Reproduce every line of the items below, including each request and its format sample, but shift the box coordinates in the answers by adding 93 to every number. Leave the numbers in the requests and their format samples as they are.

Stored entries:
↓

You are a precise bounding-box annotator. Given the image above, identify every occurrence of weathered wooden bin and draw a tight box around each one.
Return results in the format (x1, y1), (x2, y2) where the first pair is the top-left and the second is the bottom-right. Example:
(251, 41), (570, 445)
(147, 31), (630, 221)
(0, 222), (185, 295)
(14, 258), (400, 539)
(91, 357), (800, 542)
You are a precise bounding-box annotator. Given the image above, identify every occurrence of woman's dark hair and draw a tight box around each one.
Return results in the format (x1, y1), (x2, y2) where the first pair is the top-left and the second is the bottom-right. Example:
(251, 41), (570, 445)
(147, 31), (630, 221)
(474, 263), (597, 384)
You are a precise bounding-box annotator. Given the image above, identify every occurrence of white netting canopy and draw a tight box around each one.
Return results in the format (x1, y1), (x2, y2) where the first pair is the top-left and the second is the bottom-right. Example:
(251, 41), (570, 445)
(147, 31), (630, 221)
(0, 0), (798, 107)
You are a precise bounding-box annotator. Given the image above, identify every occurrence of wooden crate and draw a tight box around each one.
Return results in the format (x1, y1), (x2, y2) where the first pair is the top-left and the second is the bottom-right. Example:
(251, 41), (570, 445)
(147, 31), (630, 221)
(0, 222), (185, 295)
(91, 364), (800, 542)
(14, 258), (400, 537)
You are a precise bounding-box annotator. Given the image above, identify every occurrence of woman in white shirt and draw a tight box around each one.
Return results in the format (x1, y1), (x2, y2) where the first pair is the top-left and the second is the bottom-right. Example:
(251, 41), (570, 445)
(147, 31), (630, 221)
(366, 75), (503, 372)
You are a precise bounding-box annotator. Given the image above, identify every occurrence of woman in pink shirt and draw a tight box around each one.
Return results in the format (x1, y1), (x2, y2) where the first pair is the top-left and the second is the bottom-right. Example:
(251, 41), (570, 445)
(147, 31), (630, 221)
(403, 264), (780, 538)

↑

Task output:
You are a precise bounding-box annotator. Given the image above, identify every occurrence of weathered wooden bin and draw a tight box around each one.
Return results in the format (x1, y1), (x2, y2) where the first pair is the top-left and the second is the bottom-right. Example:
(251, 41), (570, 445)
(147, 31), (630, 221)
(93, 315), (278, 388)
(107, 351), (493, 632)
(184, 450), (893, 635)
You are a precise bounding-box annotator. Given the image above, identify every occurrence of woman's dark hair and draw a tight box around each one.
Return results in the format (x1, y1), (x2, y2) where the first pair is the top-left and the second is the bottom-right. Example:
(251, 41), (570, 445)
(147, 31), (630, 221)
(567, 356), (690, 477)
You are a precise bounding-box annotator. Given the image above, identify every occurrence of white netting canopy and draw a tight box around each one.
Return results in the format (x1, y1), (x2, y2) where the first pair is the top-left and the second is the bottom-right. Example:
(251, 41), (570, 445)
(147, 31), (630, 221)
(93, 93), (891, 200)
You are a precise bounding-box annotator. Given the image above, identify every occurrence of wooden crate and draw a tight box around each one.
Return results in the format (x1, y1), (x2, y2) where the first pair is the top-left and the second is the bottom-right. Example:
(251, 41), (570, 445)
(147, 31), (630, 221)
(93, 315), (278, 388)
(184, 457), (893, 635)
(107, 351), (493, 630)
You are a precise bounding-box annotator. Given the image above, identify every occurrence of woman in white shirt and draw a tight box around each one.
Return results in the format (x1, y1), (x2, y2) where the first pair is the top-left and the second is the bottom-right. Example:
(251, 41), (570, 445)
(147, 31), (630, 221)
(459, 168), (596, 465)
You are a precise bounding-box annotator. Given the image above, identify every occurrence of woman in pink shirt and draw a tight box around each one.
Return results in the format (x1, y1), (x2, y2) where the first pair is the top-left and the second is the bottom-right. Example:
(251, 41), (570, 445)
(147, 31), (630, 221)
(496, 357), (873, 631)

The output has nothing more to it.